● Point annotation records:
****************************************
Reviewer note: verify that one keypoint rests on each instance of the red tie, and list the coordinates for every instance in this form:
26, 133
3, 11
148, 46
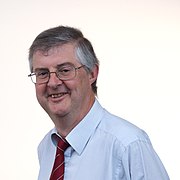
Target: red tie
58, 168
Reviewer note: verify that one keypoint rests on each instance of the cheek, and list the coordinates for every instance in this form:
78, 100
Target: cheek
40, 92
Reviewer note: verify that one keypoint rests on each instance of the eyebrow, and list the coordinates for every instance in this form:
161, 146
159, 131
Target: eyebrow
58, 66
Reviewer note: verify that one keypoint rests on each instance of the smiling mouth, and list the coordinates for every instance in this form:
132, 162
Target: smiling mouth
58, 95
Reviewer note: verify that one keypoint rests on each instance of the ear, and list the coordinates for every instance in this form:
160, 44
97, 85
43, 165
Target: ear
94, 74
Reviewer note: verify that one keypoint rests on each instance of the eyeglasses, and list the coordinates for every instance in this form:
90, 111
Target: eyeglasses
66, 72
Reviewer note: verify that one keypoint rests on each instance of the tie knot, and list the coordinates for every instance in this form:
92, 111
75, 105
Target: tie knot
62, 144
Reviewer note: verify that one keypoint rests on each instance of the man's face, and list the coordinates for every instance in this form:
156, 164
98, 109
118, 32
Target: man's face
72, 97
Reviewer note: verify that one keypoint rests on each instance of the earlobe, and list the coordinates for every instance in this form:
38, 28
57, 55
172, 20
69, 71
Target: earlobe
94, 73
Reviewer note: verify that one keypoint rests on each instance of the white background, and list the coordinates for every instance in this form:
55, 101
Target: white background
138, 45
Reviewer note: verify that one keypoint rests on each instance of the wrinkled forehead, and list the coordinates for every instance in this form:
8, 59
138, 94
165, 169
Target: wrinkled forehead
54, 56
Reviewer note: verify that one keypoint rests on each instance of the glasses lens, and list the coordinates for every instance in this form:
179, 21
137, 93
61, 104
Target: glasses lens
66, 72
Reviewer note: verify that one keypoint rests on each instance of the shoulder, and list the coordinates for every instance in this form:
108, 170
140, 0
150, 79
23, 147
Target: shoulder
44, 143
122, 130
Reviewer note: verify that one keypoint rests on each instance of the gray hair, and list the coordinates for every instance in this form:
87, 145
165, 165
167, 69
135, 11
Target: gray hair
60, 35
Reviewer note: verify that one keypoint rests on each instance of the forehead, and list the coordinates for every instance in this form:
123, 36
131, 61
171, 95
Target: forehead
55, 56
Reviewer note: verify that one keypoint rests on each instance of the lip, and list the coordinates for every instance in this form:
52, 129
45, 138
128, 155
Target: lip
57, 96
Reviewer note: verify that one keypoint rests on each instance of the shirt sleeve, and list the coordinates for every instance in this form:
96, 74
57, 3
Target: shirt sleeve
140, 162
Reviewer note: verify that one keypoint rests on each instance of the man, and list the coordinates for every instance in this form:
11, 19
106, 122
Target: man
101, 146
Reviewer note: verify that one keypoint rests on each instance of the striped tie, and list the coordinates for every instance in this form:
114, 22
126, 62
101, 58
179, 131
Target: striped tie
58, 168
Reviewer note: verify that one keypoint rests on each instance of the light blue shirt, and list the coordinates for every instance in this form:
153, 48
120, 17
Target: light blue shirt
103, 147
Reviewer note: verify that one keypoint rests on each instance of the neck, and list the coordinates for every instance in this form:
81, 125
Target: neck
64, 124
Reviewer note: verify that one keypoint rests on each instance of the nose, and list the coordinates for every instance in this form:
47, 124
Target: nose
54, 81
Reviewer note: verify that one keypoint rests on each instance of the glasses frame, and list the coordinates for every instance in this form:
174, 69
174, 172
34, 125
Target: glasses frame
56, 72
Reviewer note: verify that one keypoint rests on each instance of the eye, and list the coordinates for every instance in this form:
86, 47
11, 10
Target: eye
42, 74
65, 70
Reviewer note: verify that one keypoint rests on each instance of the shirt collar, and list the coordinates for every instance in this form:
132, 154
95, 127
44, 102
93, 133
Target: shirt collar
80, 135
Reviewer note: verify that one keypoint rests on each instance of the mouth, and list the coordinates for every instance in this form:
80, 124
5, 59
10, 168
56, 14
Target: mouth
54, 96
****************************************
● Problem description: Extract, unchanged, the closing run of lines that opens with the line containing "the man, and" and ends with the last line.

● Result for this exercise:
Reviewer note: verify that one keypoint rests on each instance of the man, and list the coordinates for every instance in this form:
11, 19
106, 122
Target: man
101, 146
Reviewer note: verify that one keypoint rests on each instance of the striped tie, and list the coordinates for every instance in this form:
114, 22
126, 62
101, 58
179, 131
Target: striped tie
58, 168
Reviewer note: verify that one keypoint rests on each instance of the light blue shirt, and list the coordinates for every instance in this form:
153, 48
120, 17
Target: light blue shirt
103, 147
Reviewer note: verify that one keypoint rests on each instance of the neck, and list the coordinates for every instance in this form:
81, 125
Target: neck
64, 124
Reviewer note: verify that one keypoint rests on each instance of the nose, and list the coordinates for every instance in this form:
47, 124
Target: nose
54, 81
Reviewer note: verify that one keypoint rests on each instance of the glasses frame, and list the coordinates for every instance in this form:
174, 69
174, 172
34, 125
Target: glasses frame
56, 72
Reviewer note: verify that one keypoint rests on each instance of the eye, and list the coordinates for every instance in this form:
86, 47
11, 10
Target: eye
42, 74
65, 70
Reviewer note: verify that one keypoint rests on each instance of the shirt collar, and list the coordinates for every instance in this form:
132, 154
95, 127
44, 102
93, 133
Target: shirt collar
80, 135
Reviewer note: verify that one keypoint rests on each instance of the mouth, and list the coordinates for every instance in this form:
80, 124
5, 59
10, 168
56, 14
Target: mouth
54, 96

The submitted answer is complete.